** GOAL **
Extract every line of the material below that contains the string "handbag".

——

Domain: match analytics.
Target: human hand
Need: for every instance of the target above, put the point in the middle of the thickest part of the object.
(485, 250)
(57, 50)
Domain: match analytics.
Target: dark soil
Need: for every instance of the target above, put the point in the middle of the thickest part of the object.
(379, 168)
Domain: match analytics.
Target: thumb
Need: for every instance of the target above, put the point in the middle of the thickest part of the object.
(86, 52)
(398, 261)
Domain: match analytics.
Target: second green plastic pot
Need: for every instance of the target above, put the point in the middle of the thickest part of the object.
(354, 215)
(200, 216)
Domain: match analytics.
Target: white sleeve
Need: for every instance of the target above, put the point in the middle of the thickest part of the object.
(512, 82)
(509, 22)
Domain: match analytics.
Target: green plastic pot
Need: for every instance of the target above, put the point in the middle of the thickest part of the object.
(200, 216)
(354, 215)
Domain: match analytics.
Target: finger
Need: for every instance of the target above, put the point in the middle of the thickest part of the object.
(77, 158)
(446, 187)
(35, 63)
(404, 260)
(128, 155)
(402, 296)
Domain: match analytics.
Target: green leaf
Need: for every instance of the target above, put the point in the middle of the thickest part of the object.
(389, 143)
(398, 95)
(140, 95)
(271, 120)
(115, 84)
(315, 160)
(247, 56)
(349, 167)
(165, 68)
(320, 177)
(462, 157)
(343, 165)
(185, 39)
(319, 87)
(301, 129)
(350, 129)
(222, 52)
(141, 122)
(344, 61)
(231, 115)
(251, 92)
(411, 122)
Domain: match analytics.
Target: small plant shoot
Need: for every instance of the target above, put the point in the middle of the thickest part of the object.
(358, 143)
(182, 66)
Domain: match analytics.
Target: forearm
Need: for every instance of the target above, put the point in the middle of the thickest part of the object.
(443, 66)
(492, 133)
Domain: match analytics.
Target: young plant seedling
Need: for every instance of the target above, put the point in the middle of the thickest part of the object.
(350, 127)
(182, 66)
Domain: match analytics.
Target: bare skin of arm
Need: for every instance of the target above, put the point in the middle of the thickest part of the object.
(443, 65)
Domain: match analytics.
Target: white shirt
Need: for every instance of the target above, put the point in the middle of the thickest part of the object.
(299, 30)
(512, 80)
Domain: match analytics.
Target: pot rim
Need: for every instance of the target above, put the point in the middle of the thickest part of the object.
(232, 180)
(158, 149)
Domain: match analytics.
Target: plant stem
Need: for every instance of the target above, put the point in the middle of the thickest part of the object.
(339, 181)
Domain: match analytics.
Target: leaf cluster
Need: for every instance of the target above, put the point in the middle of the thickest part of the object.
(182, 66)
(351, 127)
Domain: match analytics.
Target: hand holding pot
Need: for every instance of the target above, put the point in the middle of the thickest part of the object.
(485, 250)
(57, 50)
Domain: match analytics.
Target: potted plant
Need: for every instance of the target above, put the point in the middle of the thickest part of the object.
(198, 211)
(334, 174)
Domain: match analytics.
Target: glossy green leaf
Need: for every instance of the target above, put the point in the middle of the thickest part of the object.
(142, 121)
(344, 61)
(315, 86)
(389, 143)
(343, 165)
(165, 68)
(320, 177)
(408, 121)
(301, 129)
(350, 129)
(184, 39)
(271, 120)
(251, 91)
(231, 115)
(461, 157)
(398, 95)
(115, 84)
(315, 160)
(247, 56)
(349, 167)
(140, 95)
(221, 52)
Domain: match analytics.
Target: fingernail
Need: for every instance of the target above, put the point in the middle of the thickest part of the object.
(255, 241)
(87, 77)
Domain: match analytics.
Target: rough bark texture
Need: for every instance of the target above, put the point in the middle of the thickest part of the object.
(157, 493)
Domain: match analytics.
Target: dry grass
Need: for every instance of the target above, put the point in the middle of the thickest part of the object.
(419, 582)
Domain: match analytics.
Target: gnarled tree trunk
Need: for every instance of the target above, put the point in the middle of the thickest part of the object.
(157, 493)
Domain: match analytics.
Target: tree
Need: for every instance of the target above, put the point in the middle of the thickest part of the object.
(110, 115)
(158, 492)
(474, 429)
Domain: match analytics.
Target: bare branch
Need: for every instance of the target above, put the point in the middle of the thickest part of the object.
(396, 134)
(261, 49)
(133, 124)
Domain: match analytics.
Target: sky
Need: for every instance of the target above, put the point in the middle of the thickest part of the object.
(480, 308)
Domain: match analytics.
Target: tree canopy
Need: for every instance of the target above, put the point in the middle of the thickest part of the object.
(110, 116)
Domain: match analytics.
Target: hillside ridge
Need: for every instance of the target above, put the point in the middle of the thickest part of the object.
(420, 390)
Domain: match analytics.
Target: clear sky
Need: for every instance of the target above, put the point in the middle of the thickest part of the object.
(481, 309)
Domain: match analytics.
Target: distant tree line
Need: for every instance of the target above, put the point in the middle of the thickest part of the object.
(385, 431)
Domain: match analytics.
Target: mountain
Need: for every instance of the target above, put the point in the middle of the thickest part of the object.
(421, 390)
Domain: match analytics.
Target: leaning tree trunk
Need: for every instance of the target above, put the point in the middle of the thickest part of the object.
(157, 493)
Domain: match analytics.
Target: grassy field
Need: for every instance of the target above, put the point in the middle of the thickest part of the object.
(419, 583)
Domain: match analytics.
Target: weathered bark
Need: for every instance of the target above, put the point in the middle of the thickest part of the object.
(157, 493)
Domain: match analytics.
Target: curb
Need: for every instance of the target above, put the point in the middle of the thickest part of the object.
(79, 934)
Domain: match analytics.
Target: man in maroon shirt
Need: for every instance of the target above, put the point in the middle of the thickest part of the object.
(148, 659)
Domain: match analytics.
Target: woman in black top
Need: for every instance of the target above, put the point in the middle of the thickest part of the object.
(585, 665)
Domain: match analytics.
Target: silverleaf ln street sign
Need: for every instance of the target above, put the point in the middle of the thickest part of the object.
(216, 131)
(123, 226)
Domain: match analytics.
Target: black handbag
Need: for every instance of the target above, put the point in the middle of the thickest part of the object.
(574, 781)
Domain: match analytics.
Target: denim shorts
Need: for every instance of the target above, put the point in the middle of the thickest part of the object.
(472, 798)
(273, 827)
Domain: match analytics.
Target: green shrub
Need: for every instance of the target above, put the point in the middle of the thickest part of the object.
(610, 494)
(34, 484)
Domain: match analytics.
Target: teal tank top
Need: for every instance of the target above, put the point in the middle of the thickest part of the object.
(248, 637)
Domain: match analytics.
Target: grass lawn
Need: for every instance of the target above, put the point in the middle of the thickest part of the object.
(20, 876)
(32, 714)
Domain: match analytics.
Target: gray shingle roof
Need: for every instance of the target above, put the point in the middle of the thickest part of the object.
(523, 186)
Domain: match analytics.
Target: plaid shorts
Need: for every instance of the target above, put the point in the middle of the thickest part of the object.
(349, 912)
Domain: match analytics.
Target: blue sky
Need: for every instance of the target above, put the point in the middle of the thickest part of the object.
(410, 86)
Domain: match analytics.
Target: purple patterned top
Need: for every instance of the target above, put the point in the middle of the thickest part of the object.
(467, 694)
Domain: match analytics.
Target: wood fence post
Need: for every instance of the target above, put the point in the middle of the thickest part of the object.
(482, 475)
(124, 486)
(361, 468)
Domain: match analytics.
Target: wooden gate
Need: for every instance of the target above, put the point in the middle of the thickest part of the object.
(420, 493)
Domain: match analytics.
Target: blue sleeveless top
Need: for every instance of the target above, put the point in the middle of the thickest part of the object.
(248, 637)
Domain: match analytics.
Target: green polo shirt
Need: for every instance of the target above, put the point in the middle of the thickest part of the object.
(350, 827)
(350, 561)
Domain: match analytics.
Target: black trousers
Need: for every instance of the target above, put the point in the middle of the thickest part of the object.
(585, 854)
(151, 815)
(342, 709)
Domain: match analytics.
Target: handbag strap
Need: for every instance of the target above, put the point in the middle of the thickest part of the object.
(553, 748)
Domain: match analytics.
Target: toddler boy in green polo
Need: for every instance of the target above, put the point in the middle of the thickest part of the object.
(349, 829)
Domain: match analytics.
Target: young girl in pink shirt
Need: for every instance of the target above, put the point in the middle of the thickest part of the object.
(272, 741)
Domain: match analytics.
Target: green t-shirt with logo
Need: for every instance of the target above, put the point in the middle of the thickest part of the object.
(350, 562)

——

** OUTPUT **
Target: black handbag
Target: handbag strap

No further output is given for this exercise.